§ Task instructions
1. From the passage on the parable of the wicked tenants, list everything the text says the tenants' rancid hearts lead them first to desire.
2. Please continue the passage on the parable of the wicked tenants, beginning after its final sentence.

You see, the sin of the wicked tenants in Jesus’ parable begins way before their violence actually begins…before they maim and murder God’s servants and even God’s own child. The wicked tenants sin, and the seeds of their own destruction, are sown the very moment they decided to keep all the fruit for themselves, for their own tribe and people…alone…people who look, live, love and believe just like them. Thus, their hearts turned in on themselves begin to turn rancid leading first to a desire to hoard, to not grow, to not share, to not embrace God’s larger purpose for the vineyard…and then they turn to violence. To by any means necessary, let no one else in and nothing they have grown out. And at this point judgment and even destruction is indeed inevitable…this becomes the very fruit they themselves produce.

§ Stored data
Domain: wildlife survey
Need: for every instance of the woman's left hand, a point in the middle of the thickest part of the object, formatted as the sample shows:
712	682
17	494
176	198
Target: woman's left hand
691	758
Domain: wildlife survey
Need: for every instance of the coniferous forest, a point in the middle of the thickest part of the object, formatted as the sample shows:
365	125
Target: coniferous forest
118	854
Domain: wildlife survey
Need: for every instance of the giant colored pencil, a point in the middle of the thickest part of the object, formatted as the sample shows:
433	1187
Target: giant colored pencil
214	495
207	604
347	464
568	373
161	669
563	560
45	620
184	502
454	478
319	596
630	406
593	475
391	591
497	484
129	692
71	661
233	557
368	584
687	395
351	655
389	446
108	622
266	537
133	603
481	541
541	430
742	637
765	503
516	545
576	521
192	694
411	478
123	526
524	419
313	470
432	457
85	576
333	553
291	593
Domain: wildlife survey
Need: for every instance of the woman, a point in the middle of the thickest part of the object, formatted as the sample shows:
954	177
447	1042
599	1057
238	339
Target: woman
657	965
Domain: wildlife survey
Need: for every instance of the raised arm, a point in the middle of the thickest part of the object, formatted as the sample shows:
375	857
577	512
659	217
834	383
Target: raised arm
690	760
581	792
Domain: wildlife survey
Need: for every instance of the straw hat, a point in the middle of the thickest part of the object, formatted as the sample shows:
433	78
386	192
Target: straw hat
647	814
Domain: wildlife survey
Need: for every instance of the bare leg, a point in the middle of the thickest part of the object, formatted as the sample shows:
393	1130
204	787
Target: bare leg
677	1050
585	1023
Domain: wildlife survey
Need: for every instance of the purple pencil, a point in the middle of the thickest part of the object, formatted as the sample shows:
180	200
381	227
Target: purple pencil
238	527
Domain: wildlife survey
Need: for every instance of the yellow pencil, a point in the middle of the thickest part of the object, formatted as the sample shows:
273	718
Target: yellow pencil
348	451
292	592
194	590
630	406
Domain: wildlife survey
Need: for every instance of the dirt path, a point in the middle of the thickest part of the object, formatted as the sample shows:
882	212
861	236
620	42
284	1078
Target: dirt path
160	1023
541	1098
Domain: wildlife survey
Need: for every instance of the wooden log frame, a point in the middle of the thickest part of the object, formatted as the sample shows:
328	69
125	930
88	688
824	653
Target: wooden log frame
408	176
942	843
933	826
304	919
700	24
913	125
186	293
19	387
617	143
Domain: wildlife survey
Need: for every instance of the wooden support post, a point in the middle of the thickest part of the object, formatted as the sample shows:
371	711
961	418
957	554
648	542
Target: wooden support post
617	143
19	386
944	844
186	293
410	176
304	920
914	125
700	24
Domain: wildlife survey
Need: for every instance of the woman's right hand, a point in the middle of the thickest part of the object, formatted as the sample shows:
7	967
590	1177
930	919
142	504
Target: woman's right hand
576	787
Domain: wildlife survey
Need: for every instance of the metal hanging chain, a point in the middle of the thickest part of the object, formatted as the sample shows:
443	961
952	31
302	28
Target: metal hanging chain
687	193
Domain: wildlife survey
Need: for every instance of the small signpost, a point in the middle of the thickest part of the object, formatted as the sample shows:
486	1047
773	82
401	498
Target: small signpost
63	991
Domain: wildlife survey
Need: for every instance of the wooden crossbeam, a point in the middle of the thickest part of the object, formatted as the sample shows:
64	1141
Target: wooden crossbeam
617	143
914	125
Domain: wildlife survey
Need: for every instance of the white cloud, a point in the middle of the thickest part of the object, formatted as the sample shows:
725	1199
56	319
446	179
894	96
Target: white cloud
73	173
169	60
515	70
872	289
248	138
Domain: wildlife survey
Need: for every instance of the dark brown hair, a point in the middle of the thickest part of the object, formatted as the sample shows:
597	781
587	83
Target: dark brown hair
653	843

§ Answers provided
1.
- to hoard
- to not grow
- to not share
- to not embrace God's larger purpose for the vineyard

2.
But even here there is very good news, believe it or not, for in God’s kingdom…in dying there is gain. Jesus’ parable indeed foreshadows his own violent death only days later…but it also foreshadows the empty tomb that follows. Even God’s wrath, his righteous and fully justifiable anger, and the judgement that follows…the judgement of human depravity that seems to have no bottom…is the first step in the recreation of the vineyard…Eden’s own restoration. For love is stronger than death. The vineyard is rebuilt from the recycled and reconstituted pieces left behind once the fire-storm passes. Grace happens. Thus, we should not fall apart if from time to time our vineyard is set on fire, if a storm leaves it all in pieces, for God will pick his people back up and we are given the grace to begin again. And the reformed, regathered people of God can get back to our courageous, deliberate, and love filled fruit producing work. So perhaps even as the cultural climate change heats up and the storms rock and even partially destroy God’s vineyard in which we have been placed, hope remains undiminished…just as surely as the sun rises with each new day. The question is then what do our relief and rebuilding efforts look like? What are our plans for expanding, diversifying, and strengthening our own vineyard’s foundation? What sort of courageous, deliberate, love-filled fruit producing work shall we begin…together?